## INSTRUCTIONS FOR THE TASK
Copy the entries word for word, from their beginning up to and including the line containing "[[[0,0],[0,40],[56,90],[170,93],[169,0]]]". Leave out the pictures.

· · · · · · ·

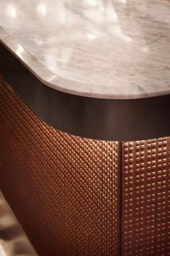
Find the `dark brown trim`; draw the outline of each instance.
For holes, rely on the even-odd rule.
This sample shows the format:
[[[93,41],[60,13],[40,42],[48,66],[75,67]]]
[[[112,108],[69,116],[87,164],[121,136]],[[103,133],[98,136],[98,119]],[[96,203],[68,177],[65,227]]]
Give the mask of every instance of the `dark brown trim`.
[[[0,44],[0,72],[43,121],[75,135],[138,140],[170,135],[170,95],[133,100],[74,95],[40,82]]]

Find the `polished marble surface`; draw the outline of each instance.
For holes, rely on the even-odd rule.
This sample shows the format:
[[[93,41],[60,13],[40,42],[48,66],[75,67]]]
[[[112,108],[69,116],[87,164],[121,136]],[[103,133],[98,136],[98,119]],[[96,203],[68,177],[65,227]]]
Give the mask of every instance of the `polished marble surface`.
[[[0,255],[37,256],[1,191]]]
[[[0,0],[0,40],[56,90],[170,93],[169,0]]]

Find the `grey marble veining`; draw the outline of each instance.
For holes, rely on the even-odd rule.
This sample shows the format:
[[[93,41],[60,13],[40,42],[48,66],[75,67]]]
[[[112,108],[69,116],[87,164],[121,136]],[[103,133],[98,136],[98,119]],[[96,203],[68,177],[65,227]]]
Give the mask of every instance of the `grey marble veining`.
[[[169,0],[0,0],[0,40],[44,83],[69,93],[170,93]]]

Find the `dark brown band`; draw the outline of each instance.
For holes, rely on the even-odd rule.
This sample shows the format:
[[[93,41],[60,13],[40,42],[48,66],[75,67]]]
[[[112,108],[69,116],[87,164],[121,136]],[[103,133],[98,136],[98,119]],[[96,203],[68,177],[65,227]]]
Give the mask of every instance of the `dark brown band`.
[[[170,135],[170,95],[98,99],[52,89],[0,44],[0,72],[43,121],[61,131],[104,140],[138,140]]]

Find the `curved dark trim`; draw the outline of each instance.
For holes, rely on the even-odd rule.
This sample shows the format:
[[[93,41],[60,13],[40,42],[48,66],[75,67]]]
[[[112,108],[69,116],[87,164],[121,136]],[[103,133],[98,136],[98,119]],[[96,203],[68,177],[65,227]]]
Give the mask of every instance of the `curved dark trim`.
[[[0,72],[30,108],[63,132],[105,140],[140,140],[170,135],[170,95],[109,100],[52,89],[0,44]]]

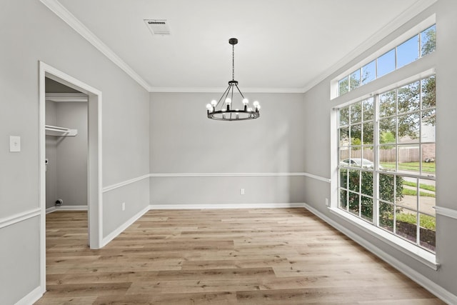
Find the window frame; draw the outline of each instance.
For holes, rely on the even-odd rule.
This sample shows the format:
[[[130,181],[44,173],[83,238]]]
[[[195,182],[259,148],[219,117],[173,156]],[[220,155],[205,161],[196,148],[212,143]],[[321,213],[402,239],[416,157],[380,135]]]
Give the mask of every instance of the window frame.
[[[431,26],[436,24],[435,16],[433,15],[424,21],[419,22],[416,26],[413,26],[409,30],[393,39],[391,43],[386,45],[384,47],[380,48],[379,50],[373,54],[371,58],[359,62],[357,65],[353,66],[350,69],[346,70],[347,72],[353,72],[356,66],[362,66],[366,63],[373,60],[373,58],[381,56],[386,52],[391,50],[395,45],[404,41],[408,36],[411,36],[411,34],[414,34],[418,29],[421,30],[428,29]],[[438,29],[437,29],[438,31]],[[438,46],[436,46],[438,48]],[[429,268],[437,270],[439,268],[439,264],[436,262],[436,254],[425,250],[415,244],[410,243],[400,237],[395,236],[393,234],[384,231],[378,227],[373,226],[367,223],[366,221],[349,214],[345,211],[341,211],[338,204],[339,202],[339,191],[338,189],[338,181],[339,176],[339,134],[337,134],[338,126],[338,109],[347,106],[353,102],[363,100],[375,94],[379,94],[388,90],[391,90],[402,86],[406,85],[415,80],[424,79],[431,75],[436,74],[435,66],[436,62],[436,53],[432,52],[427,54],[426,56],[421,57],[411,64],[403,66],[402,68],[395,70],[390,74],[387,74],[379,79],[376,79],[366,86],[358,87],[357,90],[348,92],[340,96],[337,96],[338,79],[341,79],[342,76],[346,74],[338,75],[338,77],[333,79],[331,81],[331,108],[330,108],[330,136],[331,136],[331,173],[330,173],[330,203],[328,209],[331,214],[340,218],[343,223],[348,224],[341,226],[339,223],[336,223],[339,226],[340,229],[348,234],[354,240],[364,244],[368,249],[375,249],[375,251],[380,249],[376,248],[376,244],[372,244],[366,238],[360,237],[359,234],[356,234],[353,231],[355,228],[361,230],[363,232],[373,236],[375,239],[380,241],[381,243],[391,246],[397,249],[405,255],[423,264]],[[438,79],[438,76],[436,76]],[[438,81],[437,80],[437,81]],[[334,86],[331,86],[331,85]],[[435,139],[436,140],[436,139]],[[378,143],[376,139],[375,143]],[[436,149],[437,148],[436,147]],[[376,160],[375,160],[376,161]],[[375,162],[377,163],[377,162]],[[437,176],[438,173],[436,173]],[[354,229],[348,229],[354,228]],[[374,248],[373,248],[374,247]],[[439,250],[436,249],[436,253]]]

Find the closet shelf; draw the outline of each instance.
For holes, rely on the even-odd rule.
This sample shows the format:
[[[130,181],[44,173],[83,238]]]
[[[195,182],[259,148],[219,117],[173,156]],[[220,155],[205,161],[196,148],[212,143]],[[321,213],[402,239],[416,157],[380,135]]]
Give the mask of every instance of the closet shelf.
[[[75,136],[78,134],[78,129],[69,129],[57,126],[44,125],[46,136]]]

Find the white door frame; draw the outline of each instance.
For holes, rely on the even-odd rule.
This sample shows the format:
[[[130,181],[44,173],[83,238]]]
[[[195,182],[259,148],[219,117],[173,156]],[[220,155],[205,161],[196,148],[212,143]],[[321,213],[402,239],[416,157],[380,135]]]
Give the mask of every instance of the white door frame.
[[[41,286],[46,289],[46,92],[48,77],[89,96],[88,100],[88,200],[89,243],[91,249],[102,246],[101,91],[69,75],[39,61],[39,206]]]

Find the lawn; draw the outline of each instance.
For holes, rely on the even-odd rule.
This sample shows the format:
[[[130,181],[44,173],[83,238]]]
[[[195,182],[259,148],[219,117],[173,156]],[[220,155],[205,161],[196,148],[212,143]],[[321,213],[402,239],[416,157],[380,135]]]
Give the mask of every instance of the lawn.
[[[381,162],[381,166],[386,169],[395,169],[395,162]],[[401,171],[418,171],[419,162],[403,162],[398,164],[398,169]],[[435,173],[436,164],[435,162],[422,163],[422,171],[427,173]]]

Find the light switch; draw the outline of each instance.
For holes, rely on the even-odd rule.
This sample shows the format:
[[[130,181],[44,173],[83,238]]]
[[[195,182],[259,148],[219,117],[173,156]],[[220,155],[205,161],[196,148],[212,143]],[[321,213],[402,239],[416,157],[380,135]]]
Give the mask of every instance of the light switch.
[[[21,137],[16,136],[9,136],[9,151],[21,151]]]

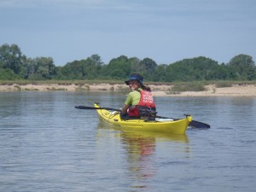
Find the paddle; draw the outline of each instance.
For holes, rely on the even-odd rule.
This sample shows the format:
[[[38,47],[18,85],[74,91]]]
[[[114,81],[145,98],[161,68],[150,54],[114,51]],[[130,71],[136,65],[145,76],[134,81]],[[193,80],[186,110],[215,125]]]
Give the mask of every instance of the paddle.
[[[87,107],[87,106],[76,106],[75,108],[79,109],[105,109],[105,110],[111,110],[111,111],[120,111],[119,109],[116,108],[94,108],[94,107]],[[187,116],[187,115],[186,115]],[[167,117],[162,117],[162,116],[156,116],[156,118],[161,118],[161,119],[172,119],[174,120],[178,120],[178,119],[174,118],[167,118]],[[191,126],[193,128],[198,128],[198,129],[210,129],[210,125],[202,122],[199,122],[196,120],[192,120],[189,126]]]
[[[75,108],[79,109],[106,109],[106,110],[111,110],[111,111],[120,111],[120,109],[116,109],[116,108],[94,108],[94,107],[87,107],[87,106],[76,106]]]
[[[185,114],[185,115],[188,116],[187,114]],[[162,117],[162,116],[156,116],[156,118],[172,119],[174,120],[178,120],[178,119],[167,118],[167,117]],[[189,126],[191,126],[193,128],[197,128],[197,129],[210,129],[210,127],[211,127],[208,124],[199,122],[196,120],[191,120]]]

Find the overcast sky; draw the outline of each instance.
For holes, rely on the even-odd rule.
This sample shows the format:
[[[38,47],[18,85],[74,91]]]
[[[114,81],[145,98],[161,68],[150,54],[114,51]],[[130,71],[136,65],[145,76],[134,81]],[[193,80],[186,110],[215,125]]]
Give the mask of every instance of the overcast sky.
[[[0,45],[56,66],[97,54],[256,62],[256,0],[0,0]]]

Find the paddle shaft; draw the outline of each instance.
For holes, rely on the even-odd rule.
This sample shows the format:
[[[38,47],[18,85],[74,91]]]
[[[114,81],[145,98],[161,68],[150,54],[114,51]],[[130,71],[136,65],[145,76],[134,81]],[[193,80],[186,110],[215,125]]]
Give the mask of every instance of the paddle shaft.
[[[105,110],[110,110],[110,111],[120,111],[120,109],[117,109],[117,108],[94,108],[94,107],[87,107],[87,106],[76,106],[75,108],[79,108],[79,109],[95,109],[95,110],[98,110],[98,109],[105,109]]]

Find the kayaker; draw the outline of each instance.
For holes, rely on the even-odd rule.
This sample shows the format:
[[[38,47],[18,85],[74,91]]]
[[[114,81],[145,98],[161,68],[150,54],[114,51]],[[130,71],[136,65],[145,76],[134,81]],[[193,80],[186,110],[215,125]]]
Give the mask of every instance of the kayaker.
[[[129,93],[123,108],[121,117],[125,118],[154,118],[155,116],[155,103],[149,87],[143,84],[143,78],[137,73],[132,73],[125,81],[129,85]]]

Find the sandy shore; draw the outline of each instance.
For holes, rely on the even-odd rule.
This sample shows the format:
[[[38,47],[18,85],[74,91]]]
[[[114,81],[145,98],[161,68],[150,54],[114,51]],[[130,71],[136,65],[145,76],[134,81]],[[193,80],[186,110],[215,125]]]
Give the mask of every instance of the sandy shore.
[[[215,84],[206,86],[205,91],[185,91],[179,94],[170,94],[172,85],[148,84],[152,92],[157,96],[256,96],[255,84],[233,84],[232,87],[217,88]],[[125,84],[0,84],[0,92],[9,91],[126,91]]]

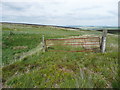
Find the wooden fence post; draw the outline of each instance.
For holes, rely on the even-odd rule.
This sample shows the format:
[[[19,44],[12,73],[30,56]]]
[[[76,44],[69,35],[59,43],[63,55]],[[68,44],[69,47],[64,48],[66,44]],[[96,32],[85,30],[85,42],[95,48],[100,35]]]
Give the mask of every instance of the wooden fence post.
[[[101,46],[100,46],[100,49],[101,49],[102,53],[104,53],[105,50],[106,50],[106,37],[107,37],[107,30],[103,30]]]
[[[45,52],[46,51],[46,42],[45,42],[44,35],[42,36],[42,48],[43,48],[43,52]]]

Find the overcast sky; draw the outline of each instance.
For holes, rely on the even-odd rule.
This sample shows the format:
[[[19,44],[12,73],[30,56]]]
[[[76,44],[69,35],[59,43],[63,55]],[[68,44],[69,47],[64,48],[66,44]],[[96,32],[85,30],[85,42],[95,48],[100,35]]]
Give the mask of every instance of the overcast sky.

· · · · · · ·

## EXPECTED ANSWER
Find the `dark brown trim`; draw the outline of each instance.
For holes, rely on the even-odd rule.
This sample shows the format:
[[[93,41],[60,13],[40,42],[48,66],[75,67]]]
[[[112,108],[69,116],[87,164],[121,136]],[[103,133],[98,136],[98,119]],[[96,203],[68,177],[65,227]]]
Give the mask of every instance of the `dark brown trim`.
[[[0,44],[0,72],[43,121],[75,135],[138,140],[170,135],[170,95],[133,100],[74,95],[40,82]]]

Find the `polished marble surface`; draw the outline of each instance.
For holes, rely on the even-odd rule.
This sample shows the format:
[[[93,41],[60,13],[40,42],[48,66],[75,67]]]
[[[112,108],[69,116],[87,164],[121,136]],[[103,133],[98,136],[98,119]],[[96,203],[68,177],[65,227]]]
Give the mask of every instance of the `polished marble surface`.
[[[0,255],[37,256],[1,191]]]
[[[0,0],[0,40],[56,90],[170,93],[169,0]]]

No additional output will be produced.